** Set task 1 **
Return every line in the entries that contains the string "crumb". Case counts.

=== Quoted text ===

Squid for
Breakfast and a Hooker Convention
October 19
We went went up an alley called Gilman’s Bazaar
near the 88 Hotel and found a congee shop where Joanna ordered squid for
breakfast. I later learned that it was tang tsai chok, or sampan congee, made
with squid bits, pork, and aged egg. It was very good, even better I think than
the congee we ate a couple of days earlier. Rice gruel absorbs the flavor of
whatever you put in it.
Then I got two coffees to go at Affinity Cafe.
There is no coffee, at least in our part of Hong Kong, before 7 a.m. The Capo’s
Espresso doesn’t open till 7:30.
We didn’t do much, wandered a bit, packed, read the
paper back at the hotel. Then we took a cab to the Macau ferry.
We sat down for lunch at a restaurant called Lan
Fong Yuen in the terminal. Joanna looked at the menu and started laughing. One
dish is described in English as fried egg, bolognese sauce, and chow mein over
white rice. In Chinese it is yin yan gwei lo fan. That’s yin and yang white
devil rice. I had to have that, and I ate it with a fork.
All they had was Carlsberg beer, and the waiter had
to say it. An “r” and an “l” together (let alone two more consonants right
behind that) is as difficult for the Chinese to say as it is for a Yankee to
pronounce the diphthong in “heung.”
It’s an hour boat ride in the jet ferry from H.K.

=== Provided material ===

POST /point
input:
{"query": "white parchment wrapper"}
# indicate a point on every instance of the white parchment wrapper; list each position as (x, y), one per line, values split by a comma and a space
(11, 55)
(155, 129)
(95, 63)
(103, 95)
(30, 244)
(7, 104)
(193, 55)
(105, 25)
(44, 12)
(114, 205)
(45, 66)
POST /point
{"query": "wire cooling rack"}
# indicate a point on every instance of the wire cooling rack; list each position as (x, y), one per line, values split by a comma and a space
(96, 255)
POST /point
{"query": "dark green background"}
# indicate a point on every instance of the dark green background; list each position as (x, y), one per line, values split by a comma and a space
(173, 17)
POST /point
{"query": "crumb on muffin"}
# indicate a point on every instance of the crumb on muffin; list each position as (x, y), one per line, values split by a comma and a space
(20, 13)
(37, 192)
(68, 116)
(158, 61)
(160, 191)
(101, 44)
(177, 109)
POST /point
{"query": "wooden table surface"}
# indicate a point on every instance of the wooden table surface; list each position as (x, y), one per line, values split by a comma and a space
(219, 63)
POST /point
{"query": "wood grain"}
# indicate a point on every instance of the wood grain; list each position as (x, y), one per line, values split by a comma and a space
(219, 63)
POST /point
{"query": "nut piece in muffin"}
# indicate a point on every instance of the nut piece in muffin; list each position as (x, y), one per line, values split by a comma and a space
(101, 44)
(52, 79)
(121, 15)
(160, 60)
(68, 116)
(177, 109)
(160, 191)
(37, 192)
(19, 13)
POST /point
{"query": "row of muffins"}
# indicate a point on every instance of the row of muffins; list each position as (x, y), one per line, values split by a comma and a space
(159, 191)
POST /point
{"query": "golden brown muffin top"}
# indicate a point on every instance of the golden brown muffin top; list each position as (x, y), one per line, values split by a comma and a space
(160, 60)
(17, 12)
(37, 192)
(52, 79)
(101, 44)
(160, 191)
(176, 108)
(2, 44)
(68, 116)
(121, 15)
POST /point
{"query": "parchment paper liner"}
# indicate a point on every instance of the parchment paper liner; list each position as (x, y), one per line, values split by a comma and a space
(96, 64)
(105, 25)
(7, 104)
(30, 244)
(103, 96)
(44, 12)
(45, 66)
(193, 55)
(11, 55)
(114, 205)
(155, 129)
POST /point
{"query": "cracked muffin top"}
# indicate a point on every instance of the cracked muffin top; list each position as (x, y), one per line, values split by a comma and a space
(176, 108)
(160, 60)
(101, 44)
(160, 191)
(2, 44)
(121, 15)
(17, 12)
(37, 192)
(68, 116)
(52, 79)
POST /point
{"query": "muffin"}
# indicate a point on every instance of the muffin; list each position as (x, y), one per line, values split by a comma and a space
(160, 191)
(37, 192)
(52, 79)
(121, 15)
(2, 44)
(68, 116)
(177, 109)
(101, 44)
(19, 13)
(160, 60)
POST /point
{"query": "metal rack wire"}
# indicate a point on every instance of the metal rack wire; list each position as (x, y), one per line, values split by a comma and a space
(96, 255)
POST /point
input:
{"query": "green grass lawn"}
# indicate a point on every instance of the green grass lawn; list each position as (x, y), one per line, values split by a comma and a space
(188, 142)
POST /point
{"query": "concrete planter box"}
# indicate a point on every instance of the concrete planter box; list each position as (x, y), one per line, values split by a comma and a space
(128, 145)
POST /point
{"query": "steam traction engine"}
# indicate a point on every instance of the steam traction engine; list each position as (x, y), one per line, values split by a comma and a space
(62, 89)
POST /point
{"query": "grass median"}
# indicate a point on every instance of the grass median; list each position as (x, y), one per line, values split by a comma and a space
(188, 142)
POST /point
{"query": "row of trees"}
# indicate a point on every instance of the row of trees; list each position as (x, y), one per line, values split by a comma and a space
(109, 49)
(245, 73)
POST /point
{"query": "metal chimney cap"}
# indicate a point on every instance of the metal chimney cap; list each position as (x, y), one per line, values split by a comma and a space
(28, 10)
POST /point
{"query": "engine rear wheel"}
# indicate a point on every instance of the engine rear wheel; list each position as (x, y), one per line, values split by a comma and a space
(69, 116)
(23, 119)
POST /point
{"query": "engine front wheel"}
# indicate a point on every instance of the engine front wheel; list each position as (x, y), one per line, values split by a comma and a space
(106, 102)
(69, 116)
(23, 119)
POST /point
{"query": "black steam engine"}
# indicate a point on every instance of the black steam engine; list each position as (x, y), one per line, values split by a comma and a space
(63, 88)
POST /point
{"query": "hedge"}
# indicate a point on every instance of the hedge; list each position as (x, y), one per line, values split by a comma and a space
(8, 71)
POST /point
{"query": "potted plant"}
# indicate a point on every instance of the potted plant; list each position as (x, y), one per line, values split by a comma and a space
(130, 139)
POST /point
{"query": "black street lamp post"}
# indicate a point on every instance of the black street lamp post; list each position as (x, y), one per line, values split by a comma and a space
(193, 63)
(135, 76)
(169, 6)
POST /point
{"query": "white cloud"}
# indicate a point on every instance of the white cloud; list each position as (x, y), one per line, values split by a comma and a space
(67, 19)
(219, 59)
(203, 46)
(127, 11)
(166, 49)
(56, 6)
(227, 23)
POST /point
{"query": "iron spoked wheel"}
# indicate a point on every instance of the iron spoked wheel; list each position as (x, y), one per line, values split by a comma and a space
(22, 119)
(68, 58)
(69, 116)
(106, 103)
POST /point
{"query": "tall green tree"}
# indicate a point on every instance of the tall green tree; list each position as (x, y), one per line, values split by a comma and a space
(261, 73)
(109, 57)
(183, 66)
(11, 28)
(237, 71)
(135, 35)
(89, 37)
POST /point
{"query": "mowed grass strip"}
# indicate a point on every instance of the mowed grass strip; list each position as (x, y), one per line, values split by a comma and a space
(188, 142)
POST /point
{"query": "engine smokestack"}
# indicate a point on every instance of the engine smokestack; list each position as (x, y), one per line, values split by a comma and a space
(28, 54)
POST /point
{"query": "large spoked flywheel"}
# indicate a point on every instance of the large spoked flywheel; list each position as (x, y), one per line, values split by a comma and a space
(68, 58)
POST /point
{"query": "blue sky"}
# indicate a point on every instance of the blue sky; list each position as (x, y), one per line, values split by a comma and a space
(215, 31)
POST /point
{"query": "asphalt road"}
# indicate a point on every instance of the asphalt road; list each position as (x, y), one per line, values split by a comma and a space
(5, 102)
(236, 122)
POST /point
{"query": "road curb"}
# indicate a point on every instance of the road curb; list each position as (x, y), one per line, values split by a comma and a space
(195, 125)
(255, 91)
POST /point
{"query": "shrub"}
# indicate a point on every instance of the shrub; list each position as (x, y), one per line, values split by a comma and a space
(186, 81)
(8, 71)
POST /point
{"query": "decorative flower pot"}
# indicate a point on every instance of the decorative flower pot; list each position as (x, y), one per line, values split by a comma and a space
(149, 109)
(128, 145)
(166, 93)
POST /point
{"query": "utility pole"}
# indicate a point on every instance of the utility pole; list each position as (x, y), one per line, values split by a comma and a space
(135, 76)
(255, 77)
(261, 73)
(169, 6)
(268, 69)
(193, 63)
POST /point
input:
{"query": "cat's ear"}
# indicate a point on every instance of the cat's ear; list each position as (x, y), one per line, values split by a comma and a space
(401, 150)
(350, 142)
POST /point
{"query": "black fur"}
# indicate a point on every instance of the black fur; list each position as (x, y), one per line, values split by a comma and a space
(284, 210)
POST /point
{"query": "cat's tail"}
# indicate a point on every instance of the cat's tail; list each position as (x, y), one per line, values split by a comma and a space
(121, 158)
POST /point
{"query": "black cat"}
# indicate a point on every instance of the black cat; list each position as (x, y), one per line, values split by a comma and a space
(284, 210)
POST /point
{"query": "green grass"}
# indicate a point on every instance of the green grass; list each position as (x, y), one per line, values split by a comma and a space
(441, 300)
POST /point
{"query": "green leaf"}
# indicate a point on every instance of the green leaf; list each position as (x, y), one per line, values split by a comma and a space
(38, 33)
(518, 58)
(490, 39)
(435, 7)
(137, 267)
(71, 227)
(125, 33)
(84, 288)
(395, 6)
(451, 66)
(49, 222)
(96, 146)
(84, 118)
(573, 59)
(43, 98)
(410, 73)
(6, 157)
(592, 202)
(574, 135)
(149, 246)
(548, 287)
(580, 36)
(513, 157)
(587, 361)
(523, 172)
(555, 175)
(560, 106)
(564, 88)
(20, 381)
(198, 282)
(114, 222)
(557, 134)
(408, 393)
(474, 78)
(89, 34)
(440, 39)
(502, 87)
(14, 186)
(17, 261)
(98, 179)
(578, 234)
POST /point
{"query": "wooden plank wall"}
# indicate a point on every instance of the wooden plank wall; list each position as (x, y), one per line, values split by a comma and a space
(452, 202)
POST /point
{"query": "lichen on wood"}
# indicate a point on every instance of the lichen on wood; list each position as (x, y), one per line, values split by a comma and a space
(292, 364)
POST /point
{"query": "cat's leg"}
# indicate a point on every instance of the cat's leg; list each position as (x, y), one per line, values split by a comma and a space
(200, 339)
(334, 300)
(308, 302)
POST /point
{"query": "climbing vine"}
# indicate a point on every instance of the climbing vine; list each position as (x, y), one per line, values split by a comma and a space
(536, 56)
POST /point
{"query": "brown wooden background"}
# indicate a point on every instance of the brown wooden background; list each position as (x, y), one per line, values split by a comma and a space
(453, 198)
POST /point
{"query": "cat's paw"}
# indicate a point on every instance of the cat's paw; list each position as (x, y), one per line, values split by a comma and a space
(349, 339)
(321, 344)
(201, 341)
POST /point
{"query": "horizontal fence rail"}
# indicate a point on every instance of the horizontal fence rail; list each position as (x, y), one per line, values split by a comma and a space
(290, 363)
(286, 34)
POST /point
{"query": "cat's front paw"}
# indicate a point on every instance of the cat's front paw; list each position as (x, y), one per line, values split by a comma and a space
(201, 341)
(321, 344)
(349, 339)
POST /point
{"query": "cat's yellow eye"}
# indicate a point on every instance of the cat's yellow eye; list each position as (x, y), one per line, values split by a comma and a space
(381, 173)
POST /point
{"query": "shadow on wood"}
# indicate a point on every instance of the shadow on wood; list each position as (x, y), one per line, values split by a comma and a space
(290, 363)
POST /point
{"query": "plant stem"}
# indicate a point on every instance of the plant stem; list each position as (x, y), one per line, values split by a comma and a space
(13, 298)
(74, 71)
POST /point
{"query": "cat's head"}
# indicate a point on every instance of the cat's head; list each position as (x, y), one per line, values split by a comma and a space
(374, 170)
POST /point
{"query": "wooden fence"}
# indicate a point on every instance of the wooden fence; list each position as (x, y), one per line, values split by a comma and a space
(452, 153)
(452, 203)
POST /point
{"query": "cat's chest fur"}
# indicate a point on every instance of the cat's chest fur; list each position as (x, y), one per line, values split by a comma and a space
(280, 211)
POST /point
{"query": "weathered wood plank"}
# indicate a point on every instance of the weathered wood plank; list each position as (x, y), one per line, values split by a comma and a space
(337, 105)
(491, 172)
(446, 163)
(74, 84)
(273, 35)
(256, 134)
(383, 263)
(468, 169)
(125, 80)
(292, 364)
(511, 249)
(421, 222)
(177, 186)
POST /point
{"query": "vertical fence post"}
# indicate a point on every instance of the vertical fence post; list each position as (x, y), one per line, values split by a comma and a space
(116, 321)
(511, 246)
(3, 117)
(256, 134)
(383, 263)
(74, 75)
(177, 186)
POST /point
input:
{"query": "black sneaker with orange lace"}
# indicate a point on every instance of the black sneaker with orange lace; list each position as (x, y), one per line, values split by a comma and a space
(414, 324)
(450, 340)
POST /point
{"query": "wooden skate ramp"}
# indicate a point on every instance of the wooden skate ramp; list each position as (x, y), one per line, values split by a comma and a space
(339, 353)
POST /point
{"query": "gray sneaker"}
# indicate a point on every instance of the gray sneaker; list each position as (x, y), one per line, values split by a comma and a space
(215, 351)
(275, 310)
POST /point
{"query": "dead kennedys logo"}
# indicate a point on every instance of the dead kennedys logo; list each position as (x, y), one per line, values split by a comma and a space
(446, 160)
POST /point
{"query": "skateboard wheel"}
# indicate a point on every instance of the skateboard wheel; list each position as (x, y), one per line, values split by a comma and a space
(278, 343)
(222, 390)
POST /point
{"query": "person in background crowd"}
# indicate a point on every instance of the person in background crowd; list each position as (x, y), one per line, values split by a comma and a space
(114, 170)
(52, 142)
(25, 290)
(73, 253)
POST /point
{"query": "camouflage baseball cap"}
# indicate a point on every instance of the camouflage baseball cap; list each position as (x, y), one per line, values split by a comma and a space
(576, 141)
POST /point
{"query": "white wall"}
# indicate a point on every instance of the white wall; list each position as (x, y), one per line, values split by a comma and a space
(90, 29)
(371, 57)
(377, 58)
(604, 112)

===

** Set task 2 **
According to the Hong Kong breakfast diary, what three things go into sampan congee besides the rice?

** Expected answer 1 **
{"query": "crumb on muffin"}
# indicate a point on every instance of the crumb on muffin; list each position as (x, y), one per line, values split by a comma and a space

** Expected answer 2 **
Squid bits, pork, and aged egg.